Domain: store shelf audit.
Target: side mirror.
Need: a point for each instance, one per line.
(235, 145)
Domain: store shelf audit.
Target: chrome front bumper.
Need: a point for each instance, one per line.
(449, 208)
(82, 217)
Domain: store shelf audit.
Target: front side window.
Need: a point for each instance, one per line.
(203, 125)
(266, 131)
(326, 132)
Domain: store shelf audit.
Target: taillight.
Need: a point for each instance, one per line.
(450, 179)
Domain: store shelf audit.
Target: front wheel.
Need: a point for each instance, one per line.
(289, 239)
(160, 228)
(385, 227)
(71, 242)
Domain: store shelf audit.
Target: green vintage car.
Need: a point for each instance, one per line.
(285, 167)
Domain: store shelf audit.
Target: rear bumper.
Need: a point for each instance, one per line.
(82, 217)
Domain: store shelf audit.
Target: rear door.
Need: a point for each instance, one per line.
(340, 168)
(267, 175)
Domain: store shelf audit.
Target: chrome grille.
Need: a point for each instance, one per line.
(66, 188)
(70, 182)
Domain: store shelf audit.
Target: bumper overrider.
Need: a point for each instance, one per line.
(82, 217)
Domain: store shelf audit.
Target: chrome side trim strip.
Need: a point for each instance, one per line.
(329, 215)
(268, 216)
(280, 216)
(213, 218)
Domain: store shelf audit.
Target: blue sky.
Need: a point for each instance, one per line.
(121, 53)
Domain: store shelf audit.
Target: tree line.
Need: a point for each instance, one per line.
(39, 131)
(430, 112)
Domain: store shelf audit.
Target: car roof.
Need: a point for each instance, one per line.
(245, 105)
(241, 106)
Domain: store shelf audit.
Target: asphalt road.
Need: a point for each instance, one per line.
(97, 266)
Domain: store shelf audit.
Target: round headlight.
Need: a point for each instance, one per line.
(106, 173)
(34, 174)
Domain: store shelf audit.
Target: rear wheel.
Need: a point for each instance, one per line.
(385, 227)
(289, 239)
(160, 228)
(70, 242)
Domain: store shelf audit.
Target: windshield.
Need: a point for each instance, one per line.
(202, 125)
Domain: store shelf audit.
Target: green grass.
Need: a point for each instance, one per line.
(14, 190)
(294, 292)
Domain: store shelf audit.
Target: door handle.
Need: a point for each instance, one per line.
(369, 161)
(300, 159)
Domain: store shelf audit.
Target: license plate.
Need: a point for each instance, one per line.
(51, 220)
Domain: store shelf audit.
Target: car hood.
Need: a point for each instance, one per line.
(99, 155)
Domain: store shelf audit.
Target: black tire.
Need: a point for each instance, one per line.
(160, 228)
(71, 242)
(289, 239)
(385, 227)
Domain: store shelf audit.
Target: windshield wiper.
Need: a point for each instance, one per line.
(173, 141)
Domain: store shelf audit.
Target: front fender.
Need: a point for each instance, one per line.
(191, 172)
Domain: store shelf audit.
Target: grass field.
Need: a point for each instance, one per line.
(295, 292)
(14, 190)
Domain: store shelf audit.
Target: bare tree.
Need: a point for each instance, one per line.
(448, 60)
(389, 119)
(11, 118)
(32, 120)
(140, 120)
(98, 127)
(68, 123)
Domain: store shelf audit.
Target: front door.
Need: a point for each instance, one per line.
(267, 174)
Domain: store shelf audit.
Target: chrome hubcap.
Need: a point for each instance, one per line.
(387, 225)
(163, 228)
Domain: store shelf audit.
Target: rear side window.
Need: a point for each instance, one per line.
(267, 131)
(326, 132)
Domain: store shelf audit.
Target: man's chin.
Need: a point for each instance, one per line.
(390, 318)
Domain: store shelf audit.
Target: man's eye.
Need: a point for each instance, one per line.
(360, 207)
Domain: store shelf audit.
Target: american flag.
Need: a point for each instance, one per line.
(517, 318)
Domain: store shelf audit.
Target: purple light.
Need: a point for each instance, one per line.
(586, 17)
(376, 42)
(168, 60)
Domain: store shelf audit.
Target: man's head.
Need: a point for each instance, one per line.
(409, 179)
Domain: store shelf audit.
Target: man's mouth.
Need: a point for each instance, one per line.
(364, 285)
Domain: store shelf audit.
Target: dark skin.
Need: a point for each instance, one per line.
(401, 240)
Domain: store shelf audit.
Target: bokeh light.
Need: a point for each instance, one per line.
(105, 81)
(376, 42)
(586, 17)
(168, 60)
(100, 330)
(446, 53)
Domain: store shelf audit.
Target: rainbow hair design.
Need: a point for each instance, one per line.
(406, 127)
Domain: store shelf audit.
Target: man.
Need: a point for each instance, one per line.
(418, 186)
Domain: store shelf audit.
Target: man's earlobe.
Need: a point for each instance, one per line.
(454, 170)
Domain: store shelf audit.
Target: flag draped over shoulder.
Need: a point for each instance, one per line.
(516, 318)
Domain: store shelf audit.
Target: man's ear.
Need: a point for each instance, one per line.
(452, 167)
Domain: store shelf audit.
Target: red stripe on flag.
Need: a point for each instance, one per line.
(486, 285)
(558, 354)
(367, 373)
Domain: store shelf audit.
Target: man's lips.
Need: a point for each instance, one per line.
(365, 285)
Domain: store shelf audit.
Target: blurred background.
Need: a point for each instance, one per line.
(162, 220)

○ ○ ○ ○

• What to do
All the lines above should be written out once more, exactly.

• Written response
Domain: store shelf audit.
Target: side mirror.
Need: a point for each instance, one per line.
(235, 145)
Domain: store shelf audit.
Target: chrome front bumper.
Need: a point for each instance, one per line.
(449, 208)
(82, 217)
Domain: store shelf audit.
Target: front side window.
Need: a point for each instance, one per line.
(203, 125)
(266, 131)
(326, 132)
Domain: store shelf audit.
Target: taillight.
Need: a point for each instance, one per line.
(450, 179)
Domain: store shelf audit.
Target: front wheel.
Need: a point for each instance, one per line.
(289, 239)
(160, 228)
(385, 227)
(71, 242)
Domain: store shelf audit.
Target: green vintage car.
Need: a point for each instance, one per line.
(285, 167)
Domain: store shelf audit.
Target: rear bumper.
Need: a point for each instance, one per line.
(82, 217)
Domain: store shelf audit.
Target: rear door.
Need: a point for each instance, one per line.
(340, 168)
(267, 175)
Domain: store shelf audit.
Target: chrome grille.
Need: a point for each instance, one per line.
(66, 188)
(70, 182)
Domain: store shelf audit.
Target: bumper overrider.
Need: a point for each instance, one per line.
(82, 217)
Domain: store shelf audit.
Target: chrome side trim strip.
Need: a point for each instance, one per line.
(329, 215)
(268, 216)
(280, 216)
(213, 218)
Domain: store shelf audit.
Target: blue sky.
Need: a point for each instance, one per line.
(121, 53)
Domain: store shelf audit.
Target: tree line.
Need: a point for each instance, one per line.
(39, 131)
(430, 112)
Domain: store shelf audit.
Target: car roof.
Need: a point for each instance, one per line.
(245, 105)
(241, 106)
Domain: store shelf audit.
Target: asphalt road.
Need: a point for each instance, one per line.
(97, 266)
Domain: store shelf audit.
Target: round headlight.
Need: a point for each instance, one per line.
(106, 173)
(34, 174)
Domain: store shelf audit.
Target: rear wheel.
Need: a point for each instance, one per line.
(385, 227)
(289, 239)
(160, 228)
(70, 242)
Domain: store shelf audit.
Target: windshield.
Need: a point for each instance, one per line.
(202, 125)
Domain: store shelf audit.
Target: green grass.
Need: a point for each instance, one per line.
(14, 190)
(294, 292)
Domain: store shelf audit.
Target: door handle.
Need: a point for each instance, one per line.
(369, 161)
(300, 159)
Domain: store shelf audit.
Target: license plate.
Need: a point for each instance, one per line.
(51, 220)
Domain: store shelf audit.
Target: car hood.
Need: a point for each instance, one per line.
(99, 155)
Domain: store shelf audit.
Target: black tire.
Need: a point for each instance, one per line.
(160, 228)
(71, 242)
(289, 239)
(385, 227)
Domain: store shelf audit.
Target: windshield wiper.
Need: a point for each instance, one per line.
(173, 141)
Domain: store shelf audit.
Target: front fender.
Need: a point for each instance, one per line.
(191, 172)
Domain: store shelf audit.
Target: grass field.
Need: a point for each instance, one per line.
(295, 292)
(14, 190)
Domain: store shelf audit.
Target: bare tree.
Need: a point for each instance, one per line.
(448, 60)
(389, 119)
(11, 118)
(32, 120)
(140, 120)
(98, 127)
(68, 123)
Domain: store shelf audit.
Target: front door.
Need: a point for each instance, one per line.
(267, 174)
Domain: store shelf audit.
Target: chrome hubcap.
Need: a point for each instance, one per line.
(387, 225)
(163, 228)
Domain: store shelf audit.
Target: rear side window.
Need: a point for each instance, one per line.
(267, 131)
(326, 132)
Domain: store shelf audit.
Target: man's chin.
Need: a point for each instance, one per line.
(390, 318)
Domain: store shelf audit.
Target: man's eye.
Need: a point for each instance, one per line.
(360, 207)
Domain: store shelf audit.
Target: american flag.
Need: a point for each instance, one per line.
(517, 318)
Domain: store shelf audit.
Target: purple light.
Need: a point for each instance, one per line.
(586, 17)
(376, 42)
(168, 60)
Domain: store shelf audit.
Target: man's head.
Need: a point for each instance, one per line.
(409, 179)
Domain: store shelf audit.
Target: man's mouth.
Need: a point for each instance, one per line.
(364, 285)
Domain: store shelf audit.
Target: dark skin.
Need: a point for each instance, one per line.
(401, 240)
Domain: store shelf audit.
Target: bokeh light.
Need: a point for each instance, one per line.
(105, 81)
(376, 42)
(586, 17)
(168, 60)
(100, 330)
(446, 53)
Domain: store shelf audit.
Target: rainbow hair design.
Need: a point for each instance, one per line.
(406, 127)
Domain: store shelf audit.
Target: man.
Need: a point for each instance, one per line.
(418, 186)
Domain: store shelf audit.
Target: man's earlobe.
Need: a point for each instance, one per line.
(454, 170)
Domain: store shelf audit.
Target: flag draped over shoulder.
Need: a point for each instance, one per line.
(516, 318)
Domain: store shelf audit.
Target: man's ear.
Need: a point for each instance, one per line.
(452, 167)
Domain: store shelf audit.
Target: red stripe on flag.
Need: a point for each instance, one per line.
(486, 285)
(558, 354)
(367, 373)
Domain: store shelf audit.
Target: man's lips.
Need: a point for each instance, one per line.
(365, 285)
Domain: store shelf audit.
Target: blurred background.
Need: a point for each instance, one per line.
(162, 220)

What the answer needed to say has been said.